▶ Data records:
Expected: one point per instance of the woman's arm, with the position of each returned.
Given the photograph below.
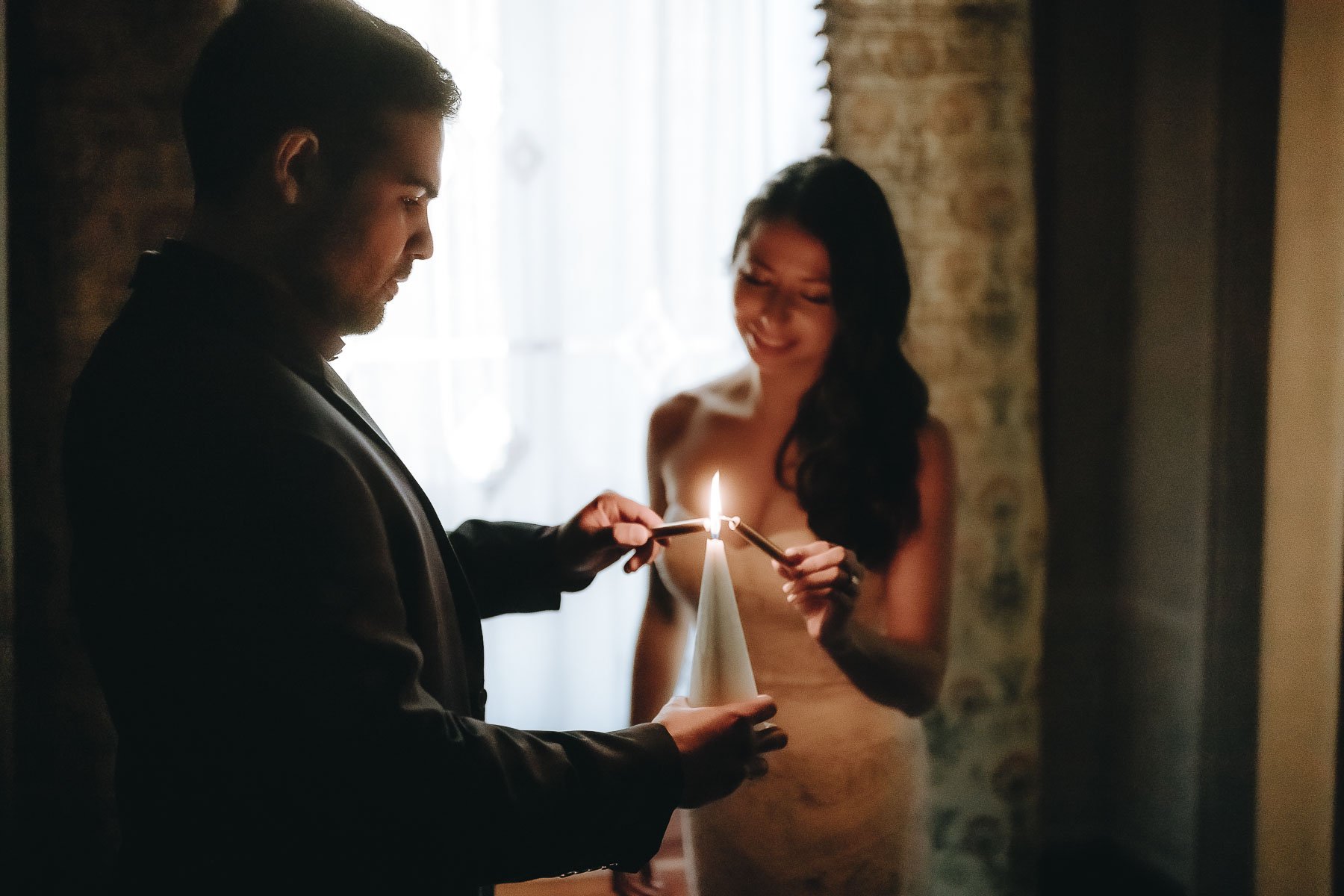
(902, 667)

---

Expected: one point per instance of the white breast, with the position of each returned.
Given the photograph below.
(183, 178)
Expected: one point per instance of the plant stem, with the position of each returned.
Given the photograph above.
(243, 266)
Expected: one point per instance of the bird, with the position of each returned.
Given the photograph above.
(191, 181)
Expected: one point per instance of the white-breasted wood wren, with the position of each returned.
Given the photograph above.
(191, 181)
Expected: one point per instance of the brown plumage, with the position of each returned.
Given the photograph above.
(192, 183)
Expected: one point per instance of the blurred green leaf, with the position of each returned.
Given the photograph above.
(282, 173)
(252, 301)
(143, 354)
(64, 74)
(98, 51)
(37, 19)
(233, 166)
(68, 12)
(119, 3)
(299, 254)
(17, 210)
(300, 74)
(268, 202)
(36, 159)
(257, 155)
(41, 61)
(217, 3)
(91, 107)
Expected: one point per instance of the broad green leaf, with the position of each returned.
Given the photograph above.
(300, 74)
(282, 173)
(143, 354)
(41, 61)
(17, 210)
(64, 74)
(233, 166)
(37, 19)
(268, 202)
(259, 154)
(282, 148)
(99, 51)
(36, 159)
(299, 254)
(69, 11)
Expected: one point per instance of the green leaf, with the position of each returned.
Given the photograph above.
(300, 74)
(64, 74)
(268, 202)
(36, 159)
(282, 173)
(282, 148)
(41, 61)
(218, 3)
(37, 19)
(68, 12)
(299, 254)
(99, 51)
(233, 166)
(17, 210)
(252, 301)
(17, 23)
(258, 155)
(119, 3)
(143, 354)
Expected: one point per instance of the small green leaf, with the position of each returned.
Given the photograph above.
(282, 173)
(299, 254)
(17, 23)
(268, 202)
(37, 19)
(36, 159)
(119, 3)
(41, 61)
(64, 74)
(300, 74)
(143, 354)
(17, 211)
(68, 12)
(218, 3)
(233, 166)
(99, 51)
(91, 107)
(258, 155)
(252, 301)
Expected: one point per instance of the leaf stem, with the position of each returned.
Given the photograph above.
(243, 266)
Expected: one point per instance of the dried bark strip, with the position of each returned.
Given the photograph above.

▶ What you have to do: Copy out, in full, each line of the data above that contains the word "white".

▶ The answer:
Expected: one point per instance of the white breast, with the position of each returned.
Expected: one point per instance of the white-breasted wood wren, with the position of each returned.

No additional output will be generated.